■ Input ■
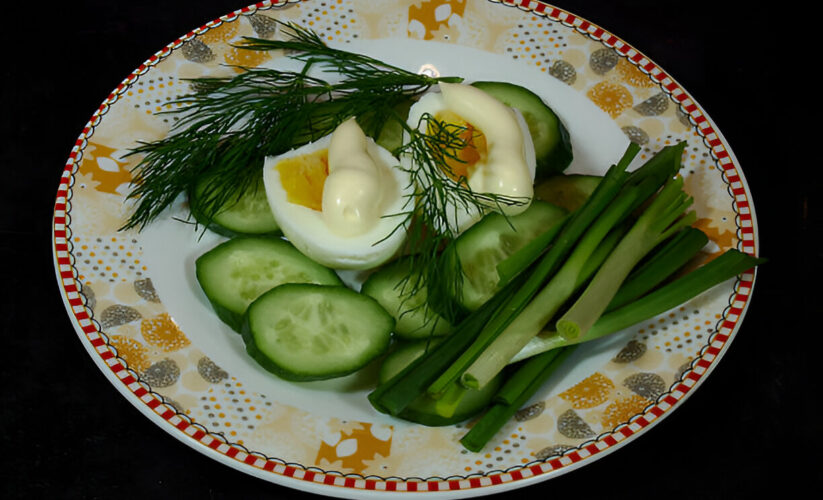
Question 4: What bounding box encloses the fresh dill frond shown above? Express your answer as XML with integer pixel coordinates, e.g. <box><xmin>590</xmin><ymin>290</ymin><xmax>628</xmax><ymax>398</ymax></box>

<box><xmin>399</xmin><ymin>113</ymin><xmax>531</xmax><ymax>322</ymax></box>
<box><xmin>121</xmin><ymin>19</ymin><xmax>459</xmax><ymax>230</ymax></box>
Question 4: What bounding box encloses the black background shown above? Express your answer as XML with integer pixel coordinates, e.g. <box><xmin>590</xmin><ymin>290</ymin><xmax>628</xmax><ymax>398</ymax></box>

<box><xmin>0</xmin><ymin>0</ymin><xmax>821</xmax><ymax>498</ymax></box>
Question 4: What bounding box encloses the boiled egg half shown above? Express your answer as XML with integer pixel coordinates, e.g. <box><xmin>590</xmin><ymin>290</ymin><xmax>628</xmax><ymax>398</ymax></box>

<box><xmin>263</xmin><ymin>118</ymin><xmax>412</xmax><ymax>269</ymax></box>
<box><xmin>401</xmin><ymin>83</ymin><xmax>536</xmax><ymax>233</ymax></box>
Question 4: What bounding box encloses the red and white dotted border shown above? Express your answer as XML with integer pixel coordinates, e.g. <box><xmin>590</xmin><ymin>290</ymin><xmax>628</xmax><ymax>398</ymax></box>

<box><xmin>53</xmin><ymin>0</ymin><xmax>757</xmax><ymax>492</ymax></box>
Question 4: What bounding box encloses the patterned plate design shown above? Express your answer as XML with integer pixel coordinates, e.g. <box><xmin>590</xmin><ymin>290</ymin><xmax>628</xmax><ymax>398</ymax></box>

<box><xmin>53</xmin><ymin>0</ymin><xmax>758</xmax><ymax>498</ymax></box>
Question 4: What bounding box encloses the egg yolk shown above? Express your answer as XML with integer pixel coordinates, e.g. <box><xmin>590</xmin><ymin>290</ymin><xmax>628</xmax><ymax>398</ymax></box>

<box><xmin>277</xmin><ymin>149</ymin><xmax>329</xmax><ymax>212</ymax></box>
<box><xmin>429</xmin><ymin>110</ymin><xmax>488</xmax><ymax>181</ymax></box>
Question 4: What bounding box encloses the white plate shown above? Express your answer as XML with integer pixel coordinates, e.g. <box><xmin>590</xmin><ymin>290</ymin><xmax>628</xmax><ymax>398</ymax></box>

<box><xmin>54</xmin><ymin>1</ymin><xmax>758</xmax><ymax>497</ymax></box>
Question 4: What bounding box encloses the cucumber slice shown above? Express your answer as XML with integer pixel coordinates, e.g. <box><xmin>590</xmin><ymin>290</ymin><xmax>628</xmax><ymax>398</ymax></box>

<box><xmin>195</xmin><ymin>236</ymin><xmax>342</xmax><ymax>331</ymax></box>
<box><xmin>189</xmin><ymin>176</ymin><xmax>280</xmax><ymax>237</ymax></box>
<box><xmin>360</xmin><ymin>257</ymin><xmax>452</xmax><ymax>339</ymax></box>
<box><xmin>242</xmin><ymin>283</ymin><xmax>394</xmax><ymax>381</ymax></box>
<box><xmin>534</xmin><ymin>174</ymin><xmax>603</xmax><ymax>212</ymax></box>
<box><xmin>377</xmin><ymin>339</ymin><xmax>503</xmax><ymax>427</ymax></box>
<box><xmin>454</xmin><ymin>200</ymin><xmax>566</xmax><ymax>311</ymax></box>
<box><xmin>472</xmin><ymin>82</ymin><xmax>574</xmax><ymax>181</ymax></box>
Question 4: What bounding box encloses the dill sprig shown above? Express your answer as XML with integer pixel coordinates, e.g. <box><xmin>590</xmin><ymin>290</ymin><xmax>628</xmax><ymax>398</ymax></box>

<box><xmin>122</xmin><ymin>23</ymin><xmax>528</xmax><ymax>324</ymax></box>
<box><xmin>398</xmin><ymin>113</ymin><xmax>531</xmax><ymax>322</ymax></box>
<box><xmin>121</xmin><ymin>23</ymin><xmax>460</xmax><ymax>230</ymax></box>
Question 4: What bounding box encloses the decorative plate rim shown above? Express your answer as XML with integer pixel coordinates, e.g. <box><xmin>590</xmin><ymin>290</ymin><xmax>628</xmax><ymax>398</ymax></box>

<box><xmin>52</xmin><ymin>0</ymin><xmax>759</xmax><ymax>497</ymax></box>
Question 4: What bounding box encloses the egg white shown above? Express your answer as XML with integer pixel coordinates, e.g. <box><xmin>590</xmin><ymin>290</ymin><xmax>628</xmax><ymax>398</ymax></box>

<box><xmin>400</xmin><ymin>87</ymin><xmax>537</xmax><ymax>234</ymax></box>
<box><xmin>263</xmin><ymin>135</ymin><xmax>413</xmax><ymax>269</ymax></box>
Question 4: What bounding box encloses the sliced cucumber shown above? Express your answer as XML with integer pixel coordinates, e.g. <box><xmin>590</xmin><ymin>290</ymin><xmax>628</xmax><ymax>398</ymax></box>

<box><xmin>195</xmin><ymin>236</ymin><xmax>342</xmax><ymax>331</ymax></box>
<box><xmin>242</xmin><ymin>283</ymin><xmax>394</xmax><ymax>381</ymax></box>
<box><xmin>454</xmin><ymin>200</ymin><xmax>566</xmax><ymax>311</ymax></box>
<box><xmin>189</xmin><ymin>176</ymin><xmax>280</xmax><ymax>237</ymax></box>
<box><xmin>377</xmin><ymin>339</ymin><xmax>503</xmax><ymax>427</ymax></box>
<box><xmin>360</xmin><ymin>257</ymin><xmax>452</xmax><ymax>339</ymax></box>
<box><xmin>534</xmin><ymin>174</ymin><xmax>602</xmax><ymax>212</ymax></box>
<box><xmin>472</xmin><ymin>82</ymin><xmax>574</xmax><ymax>181</ymax></box>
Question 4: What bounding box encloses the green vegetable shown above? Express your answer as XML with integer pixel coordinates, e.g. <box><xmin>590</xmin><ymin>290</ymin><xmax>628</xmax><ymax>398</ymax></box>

<box><xmin>445</xmin><ymin>201</ymin><xmax>565</xmax><ymax>311</ymax></box>
<box><xmin>557</xmin><ymin>178</ymin><xmax>697</xmax><ymax>339</ymax></box>
<box><xmin>378</xmin><ymin>339</ymin><xmax>502</xmax><ymax>426</ymax></box>
<box><xmin>472</xmin><ymin>82</ymin><xmax>574</xmax><ymax>181</ymax></box>
<box><xmin>122</xmin><ymin>23</ymin><xmax>461</xmax><ymax>229</ymax></box>
<box><xmin>368</xmin><ymin>276</ymin><xmax>525</xmax><ymax>416</ymax></box>
<box><xmin>360</xmin><ymin>257</ymin><xmax>452</xmax><ymax>339</ymax></box>
<box><xmin>189</xmin><ymin>175</ymin><xmax>280</xmax><ymax>237</ymax></box>
<box><xmin>512</xmin><ymin>249</ymin><xmax>766</xmax><ymax>363</ymax></box>
<box><xmin>460</xmin><ymin>348</ymin><xmax>573</xmax><ymax>452</ymax></box>
<box><xmin>534</xmin><ymin>174</ymin><xmax>602</xmax><ymax>212</ymax></box>
<box><xmin>195</xmin><ymin>236</ymin><xmax>342</xmax><ymax>331</ymax></box>
<box><xmin>242</xmin><ymin>283</ymin><xmax>394</xmax><ymax>381</ymax></box>
<box><xmin>428</xmin><ymin>144</ymin><xmax>639</xmax><ymax>394</ymax></box>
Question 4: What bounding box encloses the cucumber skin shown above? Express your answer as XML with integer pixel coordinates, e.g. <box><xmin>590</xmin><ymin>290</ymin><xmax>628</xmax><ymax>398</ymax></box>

<box><xmin>240</xmin><ymin>283</ymin><xmax>394</xmax><ymax>382</ymax></box>
<box><xmin>194</xmin><ymin>235</ymin><xmax>343</xmax><ymax>333</ymax></box>
<box><xmin>451</xmin><ymin>200</ymin><xmax>566</xmax><ymax>314</ymax></box>
<box><xmin>472</xmin><ymin>81</ymin><xmax>574</xmax><ymax>182</ymax></box>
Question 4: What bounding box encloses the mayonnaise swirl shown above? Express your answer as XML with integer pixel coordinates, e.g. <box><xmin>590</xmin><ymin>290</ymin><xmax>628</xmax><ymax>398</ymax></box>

<box><xmin>322</xmin><ymin>118</ymin><xmax>387</xmax><ymax>237</ymax></box>
<box><xmin>440</xmin><ymin>83</ymin><xmax>534</xmax><ymax>215</ymax></box>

■ Exercise instructions ■
Edit the items starting at the line that contains "Question 4: What bounding box encloses the mayonnaise" and ending at the last line of the items, changing "mayonnaise swirl" to "cream swirl" and leaving everything else untouched. Return only those lines.

■ Solved problem ■
Question 4: What bounding box encloses the cream swirl shown above? Express your answer as XML with integer pixel coordinates, e.g. <box><xmin>590</xmin><ymin>290</ymin><xmax>628</xmax><ymax>398</ymax></box>

<box><xmin>322</xmin><ymin>118</ymin><xmax>387</xmax><ymax>237</ymax></box>
<box><xmin>440</xmin><ymin>83</ymin><xmax>534</xmax><ymax>215</ymax></box>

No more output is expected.